## DOCUMENT SECTION
--

Is Trump coming after Medicare? White House, Dems try to claim upper hand on health care debate: ANALYSIS
President Donald Trump has promised repeatedly to protect Medicare and Medicaid, the popular health care programs for older and low-income Americans, even tweeting last fall that “Democrats will destroy your Medicare and I will keep it healthy and well!”
It was a promise that started in the early days of his presidential campaign.
Then came this week’s 2020 White House budget request. That plan called for hundreds of billions of dollars to be trimmed from Medicare in the next 10 years, with estimates ranging from more than $500 billion to $845 billion depending upon the accounting.
On Medicaid -- the federal health care program for low-income Americans -- Trump’s plan would shift more than $1 trillion in federal money to limited, state-run block grants that analysts warned wouldn’t keep pace with inflation.
While both proposals were quickly pronounced dead-on-arrival in Congress, Democrats immediately tried to push the idea that only their party would protect health care for seniors and the poor. Trump's top health policy aide countered that reforms were necessary to keep Medicare solvent -- foretelling the debate to come in the 2020 elections.
House Speaker Nancy Pelosi suggested the president was more focused on "campaign applause" than substance.
“These are massive cuts,” declared Rep. Anna Eshoo, D-Calif., at a hearing Tuesday.
“The president’s budget doesn’t match the values of the American people,” added Rep. G.K. Butterfield, a North Carolina Democrat.
Trump’s Health and Human Services Secretary Alex Azar on Tuesday tried to assure lawmakers seniors wouldn’t be directly affected. He noted the budget would find savings by reforming how Medicare pays providers like hospitals and argued the plan would extend the solvency of the program.
“On Medicare, we’re actually putting it on a sounder footing for the future,” Azar told the House Energy and Commerce Committee.

--

## DATA EXTRACTS
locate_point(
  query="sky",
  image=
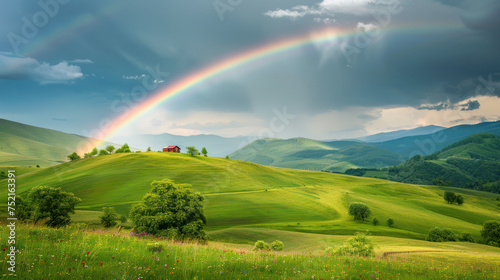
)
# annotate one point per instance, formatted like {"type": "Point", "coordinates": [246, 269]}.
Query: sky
{"type": "Point", "coordinates": [76, 66]}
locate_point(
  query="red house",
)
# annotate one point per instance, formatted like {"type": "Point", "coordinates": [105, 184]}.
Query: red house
{"type": "Point", "coordinates": [172, 149]}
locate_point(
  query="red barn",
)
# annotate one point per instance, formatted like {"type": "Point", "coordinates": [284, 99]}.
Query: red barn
{"type": "Point", "coordinates": [172, 149]}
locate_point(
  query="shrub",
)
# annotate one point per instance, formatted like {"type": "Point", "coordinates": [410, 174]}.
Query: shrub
{"type": "Point", "coordinates": [155, 247]}
{"type": "Point", "coordinates": [260, 245]}
{"type": "Point", "coordinates": [491, 232]}
{"type": "Point", "coordinates": [390, 222]}
{"type": "Point", "coordinates": [438, 234]}
{"type": "Point", "coordinates": [277, 246]}
{"type": "Point", "coordinates": [359, 211]}
{"type": "Point", "coordinates": [109, 217]}
{"type": "Point", "coordinates": [359, 245]}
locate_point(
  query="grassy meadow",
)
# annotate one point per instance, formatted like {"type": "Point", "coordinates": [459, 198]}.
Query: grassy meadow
{"type": "Point", "coordinates": [245, 202]}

--

## EXERCISE INSTRUCTIONS
A. Edit the Medicare budget article. Give everything from "Then came this" down to "upon the accounting." again, with "trimmed" replaced by "cut".
B. For each statement, answer yes or no according to the Medicare budget article, and quote the deciding words: (i) The budget request's Medicare cuts were estimated at more than $1 trillion. (ii) Azar spoke to the House Energy and Commerce Committee. (iii) G.K. Butterfield is a Democrat from California.
C. Write the next part of the Medicare budget article, starting after its last sentence.
The rows aren't needed for anything here.

## WRITTEN RESPONSES
A.
Then came this week’s 2020 White House budget request. That plan called for hundreds of billions of dollars to be cut from Medicare in the next 10 years, with estimates ranging from more than $500 billion to $845 billion depending upon the accounting.

B.
(i) No: "estimates ranging from more than $500 billion to $845 billion depending upon the accounting."
(ii) Yes: "Azar told the House Energy and Commerce Committee."
(iii) No: "Rep. G.K. Butterfield, a North Carolina Democrat."

C.
“Hospitals are gobbling up doctors’ practices and jacking up the rates,” he added.
Rodney Whitlock, a longtime Republican staffer on Capitol Hill, said that in recent years administration budgets -– and Congress’ response to them -– have become mostly partisan affairs rather than a starting point in real negotiations.
Medicare, in particular, he said, is a favorite topic because so many Americans support it. The program, which provides health insurance to some 60 million seniors and people with disabilities, represents some 15 percent of the federal budget.
“Rhetoric around Medicare goes from zero to 60 in microseconds,” said Whitlock, now a health care lobbyist with McDermott+Consulting in Washington.
Tricia Neuman, senior vice president and director of the program on Medicare policy at the Kaiser Family Foundation, said whether the administration’s proposal can hurt or help seniors in the long run is a much bigger issue that would have to take into account a number of factors. And it probably would impact different groups of people in different ways, such as capping drug prices for some but not others, she said.
Also, what qualifies as “waste” in any federal program often is in the eye of the beholder, she noted.
“This begs the longer term question of how to finance care for an aging population,” Neuman said. “The country hasn’t really engaged in a serious discussion” on that.